__PROMPT__.
Copy out every line exactly, passing over the pictures.

◇ ◇ ◇

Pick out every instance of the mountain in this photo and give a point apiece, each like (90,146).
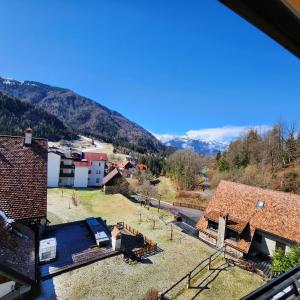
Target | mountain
(206,148)
(83,114)
(16,116)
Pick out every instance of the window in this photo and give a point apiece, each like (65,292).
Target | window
(280,246)
(258,238)
(232,235)
(212,225)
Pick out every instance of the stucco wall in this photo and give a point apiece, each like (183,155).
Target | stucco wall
(207,238)
(53,169)
(81,177)
(97,172)
(268,243)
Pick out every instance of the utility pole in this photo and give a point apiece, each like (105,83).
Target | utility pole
(159,202)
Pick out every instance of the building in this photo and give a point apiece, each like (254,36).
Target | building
(75,169)
(17,259)
(81,174)
(97,166)
(54,158)
(114,183)
(23,178)
(251,220)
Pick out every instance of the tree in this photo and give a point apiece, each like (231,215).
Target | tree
(183,167)
(282,262)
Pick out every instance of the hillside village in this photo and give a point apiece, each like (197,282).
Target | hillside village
(85,225)
(93,206)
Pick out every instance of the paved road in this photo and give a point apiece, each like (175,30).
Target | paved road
(191,213)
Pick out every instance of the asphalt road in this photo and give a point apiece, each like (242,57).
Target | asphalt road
(191,213)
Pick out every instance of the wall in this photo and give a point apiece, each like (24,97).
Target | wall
(97,173)
(6,288)
(268,243)
(81,177)
(207,238)
(53,169)
(66,181)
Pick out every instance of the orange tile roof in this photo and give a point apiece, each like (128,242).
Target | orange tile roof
(95,156)
(23,177)
(82,164)
(280,215)
(233,223)
(110,176)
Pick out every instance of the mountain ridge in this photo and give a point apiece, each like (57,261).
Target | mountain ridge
(84,115)
(205,148)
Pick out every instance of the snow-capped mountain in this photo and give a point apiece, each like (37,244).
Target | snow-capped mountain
(206,148)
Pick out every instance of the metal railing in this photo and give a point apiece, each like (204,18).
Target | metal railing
(206,263)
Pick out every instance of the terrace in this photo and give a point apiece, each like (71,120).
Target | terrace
(76,246)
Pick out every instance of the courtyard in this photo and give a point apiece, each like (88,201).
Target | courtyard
(114,278)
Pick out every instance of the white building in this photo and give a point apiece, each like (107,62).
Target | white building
(53,171)
(96,170)
(67,168)
(81,174)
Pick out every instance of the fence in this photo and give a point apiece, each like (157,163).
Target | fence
(187,205)
(151,246)
(206,263)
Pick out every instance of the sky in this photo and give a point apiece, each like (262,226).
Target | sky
(173,67)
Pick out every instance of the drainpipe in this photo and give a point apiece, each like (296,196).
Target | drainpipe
(222,230)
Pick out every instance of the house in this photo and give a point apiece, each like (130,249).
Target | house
(251,220)
(115,182)
(75,169)
(125,167)
(23,178)
(142,167)
(17,258)
(96,170)
(81,173)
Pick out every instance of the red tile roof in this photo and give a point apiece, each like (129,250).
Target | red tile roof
(23,177)
(93,156)
(142,167)
(17,254)
(280,215)
(110,176)
(82,164)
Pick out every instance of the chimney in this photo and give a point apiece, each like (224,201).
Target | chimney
(222,230)
(28,137)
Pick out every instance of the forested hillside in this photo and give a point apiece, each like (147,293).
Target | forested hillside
(270,160)
(85,115)
(16,116)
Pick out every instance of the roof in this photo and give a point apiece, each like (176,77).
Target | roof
(280,215)
(93,156)
(110,176)
(17,253)
(279,19)
(81,164)
(122,164)
(233,223)
(142,167)
(23,177)
(116,233)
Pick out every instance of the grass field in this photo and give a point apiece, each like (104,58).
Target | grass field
(115,279)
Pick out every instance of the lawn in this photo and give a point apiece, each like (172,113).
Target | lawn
(113,278)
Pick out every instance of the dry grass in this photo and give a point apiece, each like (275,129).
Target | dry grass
(113,278)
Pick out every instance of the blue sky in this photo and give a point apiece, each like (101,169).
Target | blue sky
(170,66)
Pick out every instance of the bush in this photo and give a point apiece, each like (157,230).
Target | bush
(282,262)
(152,294)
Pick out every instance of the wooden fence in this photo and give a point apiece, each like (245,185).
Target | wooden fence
(151,246)
(182,204)
(206,263)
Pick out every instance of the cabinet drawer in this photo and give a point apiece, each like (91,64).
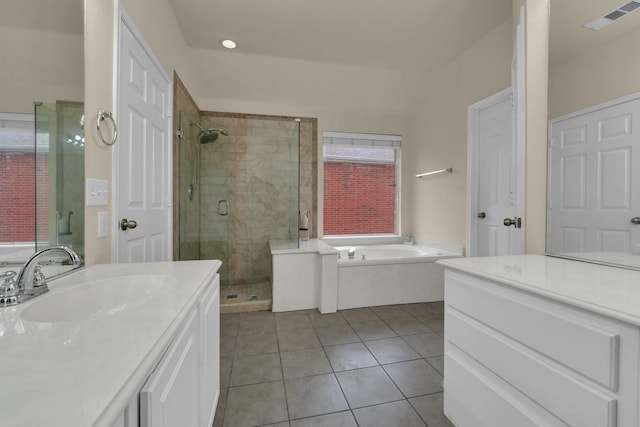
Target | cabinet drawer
(475,397)
(533,376)
(562,335)
(171,394)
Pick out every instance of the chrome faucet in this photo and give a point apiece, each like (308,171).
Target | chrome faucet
(30,281)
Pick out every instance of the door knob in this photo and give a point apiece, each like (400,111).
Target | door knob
(127,223)
(516,222)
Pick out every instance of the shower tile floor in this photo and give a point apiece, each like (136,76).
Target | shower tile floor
(245,298)
(376,366)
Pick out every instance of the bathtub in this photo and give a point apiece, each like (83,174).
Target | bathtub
(390,274)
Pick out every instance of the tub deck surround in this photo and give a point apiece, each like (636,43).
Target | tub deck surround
(312,276)
(83,371)
(303,277)
(542,341)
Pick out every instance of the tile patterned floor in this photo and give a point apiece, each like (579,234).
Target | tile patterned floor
(243,298)
(378,366)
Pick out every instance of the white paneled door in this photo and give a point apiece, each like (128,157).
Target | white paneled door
(495,170)
(593,205)
(141,172)
(495,184)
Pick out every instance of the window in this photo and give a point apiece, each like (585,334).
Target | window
(18,159)
(360,183)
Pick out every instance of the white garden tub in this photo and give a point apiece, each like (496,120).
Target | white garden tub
(390,274)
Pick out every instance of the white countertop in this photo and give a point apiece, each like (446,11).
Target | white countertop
(83,372)
(610,291)
(283,247)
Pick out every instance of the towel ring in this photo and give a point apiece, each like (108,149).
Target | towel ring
(103,114)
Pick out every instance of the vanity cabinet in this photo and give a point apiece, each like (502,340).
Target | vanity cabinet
(520,358)
(184,387)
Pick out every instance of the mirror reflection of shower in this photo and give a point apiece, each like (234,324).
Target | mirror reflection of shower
(205,136)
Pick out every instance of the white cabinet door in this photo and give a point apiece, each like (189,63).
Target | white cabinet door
(171,396)
(592,159)
(209,306)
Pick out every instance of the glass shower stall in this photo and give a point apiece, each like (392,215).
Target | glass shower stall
(238,179)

◇ ◇ ◇

__CORRECT RESULT__.
Pick out every instance of the mountain in this photo and give a point apiece, each like (90,146).
Target | mountain
(206,148)
(83,114)
(16,116)
Pick out every instance of the window in this photo and give a point apiece, each like (65,292).
Target | window
(280,246)
(258,238)
(232,235)
(212,225)
Pick out every instance of the stucco wall in this photo and give a point apiece, each like (183,155).
Target | stucco wall
(207,238)
(53,169)
(81,177)
(97,172)
(268,243)
Pick out every instance of the utility pole in this photo and give a point apiece, each like (105,83).
Target | utility pole
(159,202)
Pick out every instance of the building in this photo and give a point apiece, each like (254,36).
Target | building
(75,169)
(17,259)
(81,174)
(97,166)
(54,158)
(114,183)
(23,178)
(251,220)
Pick out every instance of the tree in this photo and give a point apiece, each like (231,215).
Target | tree
(183,167)
(282,262)
Pick out every instance of the hillside village in this photo and give a point apiece, each like (197,282).
Target | hillside village
(85,225)
(93,206)
Pick out every instance of the paved road in this photo and give a point apiece, each like (175,30).
Target | paved road
(191,213)
Pick out every instance of the asphalt road in this photo and give a point apiece, each like (242,57).
Target | asphalt road
(191,213)
Pick out every instance of the wall in this photo and give a point apiece, each like (24,97).
Target | wall
(97,173)
(6,288)
(268,243)
(81,177)
(207,238)
(53,169)
(66,181)
Pick out every instance of the orange tile roof in this photo and give a point apiece, each like (128,242).
Target | orange tile roof
(95,156)
(23,177)
(82,164)
(280,215)
(233,223)
(110,176)
Pick out every instance of the mountain ridge in this photo and give a point apiece, each like (57,261).
Target | mountain ridge
(84,115)
(205,148)
Pick out every instance of the snow-capped mountain in this photo and give a point apiece, each like (37,244).
Target | snow-capped mountain
(206,148)
Pick out every instance of the metal railing in this photo and give a point apiece, each like (204,18).
Target | metal railing
(206,263)
Pick out every instance of the terrace in this photo and give a point apiece, each like (71,120).
Target | terrace
(76,246)
Pick out every instance of the courtyard in this photo and give a point apiece, each like (88,201).
Target | courtyard
(114,278)
Pick out every instance of the white building in this photo and give a point apiece, each like (107,62).
Target | white building
(53,171)
(96,170)
(67,168)
(81,174)
Pick out every instance of the fence in this photo and give a point apiece, each like (157,163).
Target | fence
(187,205)
(151,246)
(206,263)
Pick out every instance of the sky in this photo and give a point apiece, each like (262,226).
Target | sky
(173,67)
Pick out every instance of the drainpipe in this photo and give a point apiece, each like (296,196).
Target | drainpipe
(222,230)
Pick out every instance of the house in this photo and give a point apiece, each like (130,249).
Target | house
(251,220)
(115,182)
(75,169)
(125,167)
(23,178)
(142,167)
(17,258)
(96,170)
(81,173)
Pick out every instance of the red tile roof in this photo and give a point apiece, each like (129,250).
Target | red tile roof
(23,177)
(93,156)
(142,167)
(17,254)
(280,215)
(110,176)
(82,164)
Pick out every instance of the chimney in this photo and give a point apiece, each like (224,201).
Target | chimney
(222,230)
(28,137)
Pick out every instance of the forested hillside in this photo and give a point apiece, each like (147,293).
Target | forested hillside
(270,160)
(85,115)
(16,116)
Pick out every instance of the roof in this photo and give a point apiece, each like (176,77).
Target | roof
(280,215)
(93,156)
(110,176)
(17,253)
(279,19)
(81,164)
(122,164)
(233,223)
(142,167)
(23,177)
(116,233)
Pick out every instance of the grass field in this photo and give a point apiece, each like (104,58).
Target | grass field
(115,279)
Pick out every instance of the lawn in this photo and give a point apiece, each like (172,113).
Target | lawn
(113,278)
Pick out every instance of the dry grass in this photo and give a point apiece, each like (275,129).
Target | dry grass
(113,278)
Pick out every instance of the blue sky in this photo and give a point apiece, each like (101,169).
Target | blue sky
(170,66)
Pick out every instance of the bush in this photo and give a point apiece, each like (157,230).
Target | bush
(282,262)
(152,294)
Pick out every instance of the wooden fence in this photo and give a point apiece, each like (245,185).
Target | wooden fence
(151,246)
(182,204)
(206,263)
Pick out every instance of the cabinet drawer in this photo and give a point apiece, each like (91,64).
Target | cabinet drawer
(475,397)
(533,376)
(562,335)
(171,394)
Pick out every instance of the chrome faucet in this photo and give a point apiece, each like (308,171).
Target | chrome faucet
(30,281)
Pick out every instance of the door knob in this photo and give a point apiece, each like (400,111).
Target | door knob
(127,223)
(516,222)
Pick out every instance of the shower tile floor in this photo and give a point apiece, each like (136,76).
Target | shower tile floor
(245,298)
(376,366)
Pick out every instance of the bathtub in this photo and give a point apiece, each like (83,174).
Target | bathtub
(390,274)
Pick out every instance of the tub deck surround in this photo and give a point apiece, each like (636,43).
Target | tub deck surround
(312,276)
(83,371)
(303,277)
(542,341)
Pick out every instance of the tile patterned floor in this photo and give a point apiece, each like (579,234).
Target | tile patterned floor
(243,298)
(378,366)
Pick out every instance of the white paneled door in this photo and give a point apiece, each like (128,157).
Target | white paneled door
(495,170)
(593,205)
(141,172)
(495,184)
Pick out every instance of the window in this photo and give a point apiece, each like (585,334).
Target | window
(18,159)
(360,183)
Pick out every instance of the white garden tub in this photo and give a point apiece, each like (496,120).
Target | white garden tub
(390,274)
Pick out every instance of the white countertop in this photo and give a point apiece, each like (446,11).
Target | white countertop
(83,372)
(610,291)
(283,247)
Pick out every instance of the towel ring in this photo and give a point apiece, each like (108,149).
Target | towel ring
(103,114)
Pick out every instance of the vanity cabinet in this photo and give a point apiece, each like (502,340).
Target | vanity cabinet
(520,358)
(184,387)
Pick out every instance of the mirror reflection of shower in this photo and give a point apiece, each like (234,324).
Target | mirror reflection of shower
(205,136)
Pick out every instance of the white cabinet door in this photo and give a point apiece, each like (189,63).
Target | white cabinet door
(171,396)
(592,159)
(209,306)
Pick out every instance of the glass shower stall in this photo and give a point apiece, each like (392,215).
Target | glass shower stall
(238,179)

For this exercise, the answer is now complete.